_Exercise details_. Reproduce the following data exactly, minus any images.

_Stored data_.
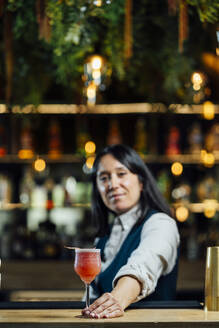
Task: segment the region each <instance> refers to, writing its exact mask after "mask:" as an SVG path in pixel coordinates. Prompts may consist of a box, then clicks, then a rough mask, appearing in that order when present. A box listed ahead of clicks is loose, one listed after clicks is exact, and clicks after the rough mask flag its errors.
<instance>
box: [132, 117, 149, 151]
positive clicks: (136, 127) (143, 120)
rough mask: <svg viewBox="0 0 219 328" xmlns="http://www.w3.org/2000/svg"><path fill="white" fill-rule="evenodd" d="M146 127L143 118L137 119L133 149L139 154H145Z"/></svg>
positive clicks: (145, 146)
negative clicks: (134, 140)
mask: <svg viewBox="0 0 219 328" xmlns="http://www.w3.org/2000/svg"><path fill="white" fill-rule="evenodd" d="M146 131H147V128H146V121H145V119H144V118H142V117H141V118H139V119H137V122H136V133H135V145H134V149H135V150H136V151H137V152H138V153H139V154H140V155H145V154H147V132H146Z"/></svg>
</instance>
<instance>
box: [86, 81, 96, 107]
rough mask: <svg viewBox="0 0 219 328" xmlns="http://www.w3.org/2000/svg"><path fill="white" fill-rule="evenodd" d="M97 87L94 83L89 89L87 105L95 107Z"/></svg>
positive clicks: (88, 85)
mask: <svg viewBox="0 0 219 328" xmlns="http://www.w3.org/2000/svg"><path fill="white" fill-rule="evenodd" d="M96 89H97V88H96V85H95V84H94V82H93V81H92V82H91V83H90V84H89V85H88V87H87V104H88V105H95V102H96Z"/></svg>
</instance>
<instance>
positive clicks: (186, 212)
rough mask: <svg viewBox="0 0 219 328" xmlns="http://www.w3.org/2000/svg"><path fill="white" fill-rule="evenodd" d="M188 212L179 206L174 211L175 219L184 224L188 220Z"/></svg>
mask: <svg viewBox="0 0 219 328" xmlns="http://www.w3.org/2000/svg"><path fill="white" fill-rule="evenodd" d="M188 216H189V210H188V208H187V207H185V206H179V207H177V209H176V218H177V220H178V221H179V222H184V221H186V220H187V219H188Z"/></svg>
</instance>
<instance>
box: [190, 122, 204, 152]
mask: <svg viewBox="0 0 219 328" xmlns="http://www.w3.org/2000/svg"><path fill="white" fill-rule="evenodd" d="M188 144H189V149H188V152H189V153H190V154H200V152H201V150H202V144H203V135H202V131H201V125H200V123H199V122H195V123H194V124H193V125H192V127H191V130H190V131H189V135H188Z"/></svg>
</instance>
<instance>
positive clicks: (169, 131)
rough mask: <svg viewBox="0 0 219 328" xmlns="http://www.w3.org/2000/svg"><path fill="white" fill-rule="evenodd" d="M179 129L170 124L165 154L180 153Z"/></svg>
mask: <svg viewBox="0 0 219 328" xmlns="http://www.w3.org/2000/svg"><path fill="white" fill-rule="evenodd" d="M179 142H180V131H179V128H178V127H176V126H172V127H171V128H170V130H169V133H168V137H167V147H166V151H165V153H166V155H177V154H180V145H179Z"/></svg>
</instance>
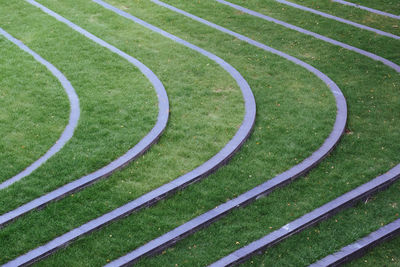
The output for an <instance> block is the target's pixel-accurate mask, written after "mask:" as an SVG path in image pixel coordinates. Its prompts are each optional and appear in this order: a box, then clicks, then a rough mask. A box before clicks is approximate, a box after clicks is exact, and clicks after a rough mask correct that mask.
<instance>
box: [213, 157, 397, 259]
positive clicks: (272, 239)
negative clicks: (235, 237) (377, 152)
mask: <svg viewBox="0 0 400 267" xmlns="http://www.w3.org/2000/svg"><path fill="white" fill-rule="evenodd" d="M399 179H400V164H398V165H397V166H395V167H394V168H392V169H391V170H389V171H388V172H387V173H385V174H383V175H380V176H378V177H376V178H374V179H373V180H371V181H369V182H367V183H365V184H363V185H361V186H359V187H357V188H356V189H354V190H351V191H349V192H347V193H346V194H343V195H341V196H340V197H338V198H336V199H334V200H332V201H330V202H328V203H326V204H325V205H323V206H321V207H319V208H316V209H315V210H313V211H311V212H309V213H307V214H305V215H303V216H302V217H300V218H298V219H296V220H294V221H292V222H290V223H288V224H286V225H285V226H283V227H281V228H280V229H278V230H276V231H273V232H272V233H270V234H268V235H266V236H264V237H262V238H260V239H258V240H257V241H254V242H252V243H250V244H249V245H247V246H245V247H243V248H240V249H238V250H236V251H234V252H233V253H231V254H229V255H228V256H226V257H224V258H222V259H220V260H218V261H216V262H215V263H213V264H211V265H210V266H213V267H217V266H218V267H219V266H232V265H236V264H239V263H241V262H244V261H245V260H247V259H249V258H250V257H251V256H253V255H254V254H256V253H259V252H261V251H264V250H266V249H267V248H268V247H271V246H273V245H275V244H277V243H279V242H280V241H282V240H284V239H286V238H288V237H290V236H292V235H294V234H296V233H298V232H301V231H303V230H304V229H306V228H308V227H311V226H314V225H315V224H317V223H319V222H321V221H323V220H326V219H327V218H329V217H331V216H333V215H335V214H336V213H338V212H339V211H341V210H343V209H345V208H348V207H349V206H351V205H354V204H356V203H357V202H358V201H360V200H362V199H365V198H366V197H369V196H371V195H372V194H375V193H377V192H378V191H381V190H384V189H385V188H387V187H388V186H390V185H391V184H393V183H394V182H395V181H397V180H399Z"/></svg>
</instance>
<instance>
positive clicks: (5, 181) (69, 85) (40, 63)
mask: <svg viewBox="0 0 400 267" xmlns="http://www.w3.org/2000/svg"><path fill="white" fill-rule="evenodd" d="M0 34H1V35H2V36H4V37H5V38H7V39H8V40H9V41H11V42H12V43H14V44H15V45H16V46H18V47H19V48H20V49H22V50H23V51H25V52H27V53H28V54H30V55H31V56H32V57H33V58H34V59H35V60H36V61H37V62H39V63H40V64H42V65H44V66H45V67H46V68H47V69H48V70H49V71H50V72H51V73H52V74H53V76H54V77H56V78H57V79H58V80H59V82H60V83H61V85H62V87H63V88H64V91H65V92H66V93H67V96H68V100H69V105H70V113H69V122H68V124H67V126H66V127H65V129H64V131H63V132H62V134H61V136H60V138H59V139H58V140H57V141H56V143H55V144H54V145H53V146H52V147H51V148H50V149H49V150H48V151H47V152H46V153H45V154H44V155H43V156H41V157H40V158H39V159H37V160H36V161H35V162H34V163H32V164H31V165H30V166H28V167H27V168H26V169H25V170H23V171H22V172H20V173H18V174H16V175H15V176H13V177H11V178H10V179H8V180H6V181H4V182H2V183H0V190H1V189H4V188H6V187H8V186H10V185H12V184H13V183H15V182H17V181H19V180H21V179H22V178H24V177H26V176H28V175H29V174H31V173H32V172H33V171H35V170H36V169H37V168H39V167H40V166H41V165H42V164H43V163H45V162H46V161H47V160H48V159H49V158H51V157H52V156H54V154H56V153H57V152H58V151H60V150H61V149H62V148H63V146H64V145H65V144H66V143H67V142H68V141H69V140H70V139H71V138H72V136H73V135H74V131H75V129H76V126H77V125H78V121H79V117H80V108H79V98H78V95H77V94H76V92H75V89H74V88H73V87H72V85H71V83H70V82H69V81H68V80H67V78H66V77H65V76H64V75H63V74H62V73H61V71H59V70H58V69H57V68H56V67H54V66H53V65H52V64H51V63H50V62H48V61H47V60H45V59H44V58H42V57H41V56H40V55H38V54H37V53H35V52H34V51H32V50H31V49H30V48H29V47H28V46H26V45H25V44H24V43H23V42H21V41H20V40H18V39H16V38H14V37H13V36H12V35H10V34H9V33H8V32H6V31H5V30H3V29H2V28H1V27H0Z"/></svg>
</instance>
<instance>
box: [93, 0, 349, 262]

_The completed task_.
Task: segment the region each <instance> refers to, writing its exact mask after "mask:" as an SVG path in pixel coordinates. Prompts may consist of a box, then clicks, then a rough mask, appearing in that order when present. A box listed ahead of clicks is loose, one listed after clicks is exact, and clicks after the rough mask flag its errors.
<instance>
box: [132, 117, 149, 151]
positive clicks: (136, 127) (143, 120)
rough mask: <svg viewBox="0 0 219 328" xmlns="http://www.w3.org/2000/svg"><path fill="white" fill-rule="evenodd" d="M146 127L143 118L137 119L133 149L139 154H145Z"/></svg>
positive clicks: (145, 146)
negative clicks: (134, 140)
mask: <svg viewBox="0 0 219 328" xmlns="http://www.w3.org/2000/svg"><path fill="white" fill-rule="evenodd" d="M146 131H147V128H146V121H145V119H144V118H142V117H141V118H139V119H137V122H136V133H135V145H134V149H135V150H136V151H137V152H138V153H139V154H140V155H145V154H147V132H146Z"/></svg>
</instance>
<instance>
box: [86, 81, 96, 107]
rough mask: <svg viewBox="0 0 219 328" xmlns="http://www.w3.org/2000/svg"><path fill="white" fill-rule="evenodd" d="M97 87L94 83L89 89L87 105L95 107Z"/></svg>
positive clicks: (88, 85)
mask: <svg viewBox="0 0 219 328" xmlns="http://www.w3.org/2000/svg"><path fill="white" fill-rule="evenodd" d="M96 89H97V88H96V85H95V84H94V82H93V81H92V82H91V83H90V84H89V85H88V87H87V104H88V105H95V102H96Z"/></svg>
</instance>
<instance>
positive clicks: (186, 212)
rough mask: <svg viewBox="0 0 219 328" xmlns="http://www.w3.org/2000/svg"><path fill="white" fill-rule="evenodd" d="M188 212L179 206L174 211L175 219L184 224L188 220Z"/></svg>
mask: <svg viewBox="0 0 219 328" xmlns="http://www.w3.org/2000/svg"><path fill="white" fill-rule="evenodd" d="M188 216H189V210H188V208H187V207H185V206H179V207H177V209H176V218H177V220H178V221H179V222H184V221H186V220H187V219H188Z"/></svg>
</instance>
<instance>
box: [190, 122, 204, 152]
mask: <svg viewBox="0 0 219 328" xmlns="http://www.w3.org/2000/svg"><path fill="white" fill-rule="evenodd" d="M188 144H189V149H188V152H189V153H190V154H200V152H201V150H202V144H203V135H202V131H201V125H200V123H199V122H195V123H194V124H193V125H192V127H191V130H190V131H189V135H188Z"/></svg>
</instance>
<instance>
positive clicks: (169, 131)
rough mask: <svg viewBox="0 0 219 328" xmlns="http://www.w3.org/2000/svg"><path fill="white" fill-rule="evenodd" d="M179 129L170 124L165 154L180 153Z"/></svg>
mask: <svg viewBox="0 0 219 328" xmlns="http://www.w3.org/2000/svg"><path fill="white" fill-rule="evenodd" d="M179 142H180V131H179V128H178V127H176V126H172V127H171V128H170V130H169V133H168V137H167V147H166V151H165V153H166V155H177V154H180V145H179Z"/></svg>
</instance>
The output for an <instance> block is the target's pixel-accurate mask, written after "mask:" as an SVG path in image pixel coordinates. Its prompts are each optional and appear in this order: a box, then clicks, then a rough mask. A box before clicks is approximate, a box after clicks is exact, and clicks after a rough mask correct that mask.
<instance>
box: [213, 157, 397, 259]
positive clicks: (272, 239)
negative clicks: (235, 237) (377, 152)
mask: <svg viewBox="0 0 400 267" xmlns="http://www.w3.org/2000/svg"><path fill="white" fill-rule="evenodd" d="M399 179H400V164H398V165H397V166H395V167H394V168H392V169H391V170H389V171H388V172H387V173H385V174H383V175H380V176H378V177H376V178H374V179H373V180H371V181H369V182H367V183H365V184H363V185H361V186H359V187H357V188H356V189H354V190H351V191H349V192H347V193H346V194H343V195H341V196H340V197H338V198H336V199H334V200H332V201H330V202H328V203H326V204H325V205H323V206H321V207H319V208H316V209H315V210H313V211H311V212H309V213H307V214H305V215H303V216H302V217H300V218H298V219H296V220H294V221H292V222H290V223H288V224H286V225H285V226H283V227H281V228H280V229H278V230H276V231H273V232H272V233H270V234H268V235H266V236H264V237H262V238H260V239H258V240H257V241H254V242H252V243H250V244H249V245H247V246H245V247H243V248H240V249H238V250H236V251H234V252H233V253H231V254H229V255H228V256H226V257H224V258H222V259H220V260H218V261H216V262H215V263H213V264H211V265H210V266H213V267H217V266H218V267H219V266H232V265H236V264H239V263H241V262H244V261H245V260H247V259H249V258H250V257H251V256H253V255H254V254H256V253H259V252H261V251H264V250H266V249H267V248H268V247H271V246H273V245H275V244H277V243H279V242H280V241H282V240H284V239H286V238H288V237H290V236H292V235H294V234H296V233H298V232H301V231H303V230H304V229H306V228H308V227H311V226H314V225H315V224H317V223H319V222H321V221H323V220H326V219H327V218H329V217H331V216H333V215H335V214H336V213H338V212H339V211H341V210H343V209H345V208H348V207H349V206H351V205H354V204H356V203H357V202H358V201H360V200H362V199H365V198H366V197H369V196H371V195H372V194H375V193H377V192H378V191H381V190H384V189H385V188H387V187H388V186H390V185H391V184H393V183H394V182H395V181H397V180H399Z"/></svg>
</instance>
<instance>
positive clicks: (5, 181) (69, 85) (40, 63)
mask: <svg viewBox="0 0 400 267" xmlns="http://www.w3.org/2000/svg"><path fill="white" fill-rule="evenodd" d="M0 34H1V35H2V36H4V37H5V38H7V39H8V40H9V41H11V42H12V43H14V44H15V45H16V46H18V47H19V48H20V49H22V50H23V51H25V52H27V53H28V54H30V55H31V56H32V57H33V58H34V59H35V60H36V61H37V62H39V63H40V64H42V65H44V66H45V67H46V68H47V69H48V70H49V71H50V72H51V73H52V74H53V76H54V77H56V78H57V79H58V80H59V82H60V83H61V85H62V87H63V88H64V91H65V92H66V93H67V96H68V100H69V105H70V113H69V122H68V124H67V126H66V127H65V129H64V131H63V132H62V134H61V136H60V138H59V139H58V140H57V141H56V143H55V144H54V145H53V146H52V147H51V148H50V149H49V150H48V151H47V152H46V153H45V154H44V155H43V156H41V157H40V158H39V159H37V160H36V161H35V162H34V163H32V164H31V165H30V166H28V167H27V168H26V169H25V170H23V171H22V172H20V173H18V174H16V175H15V176H13V177H11V178H10V179H8V180H6V181H4V182H2V183H0V190H1V189H4V188H6V187H8V186H10V185H12V184H13V183H15V182H17V181H19V180H21V179H22V178H24V177H26V176H28V175H29V174H31V173H32V172H33V171H35V170H36V169H37V168H39V167H40V166H41V165H42V164H43V163H45V162H46V161H47V160H48V159H49V158H51V157H52V156H54V154H56V153H57V152H58V151H60V150H61V149H62V148H63V146H64V145H65V144H66V143H67V142H68V141H69V140H70V139H71V138H72V136H73V135H74V131H75V129H76V126H77V125H78V121H79V117H80V108H79V98H78V95H77V94H76V92H75V89H74V88H73V87H72V85H71V83H70V82H69V81H68V80H67V78H66V77H65V76H64V75H63V74H62V73H61V71H59V70H58V69H57V68H56V67H54V66H53V65H52V64H51V63H50V62H48V61H47V60H45V59H44V58H42V57H41V56H40V55H38V54H37V53H35V52H34V51H32V50H31V49H30V48H29V47H28V46H26V45H25V44H24V43H23V42H21V41H20V40H18V39H16V38H14V37H13V36H12V35H10V34H9V33H8V32H6V31H5V30H3V29H2V28H1V27H0Z"/></svg>
</instance>
<instance>
box: [93, 0, 349, 262]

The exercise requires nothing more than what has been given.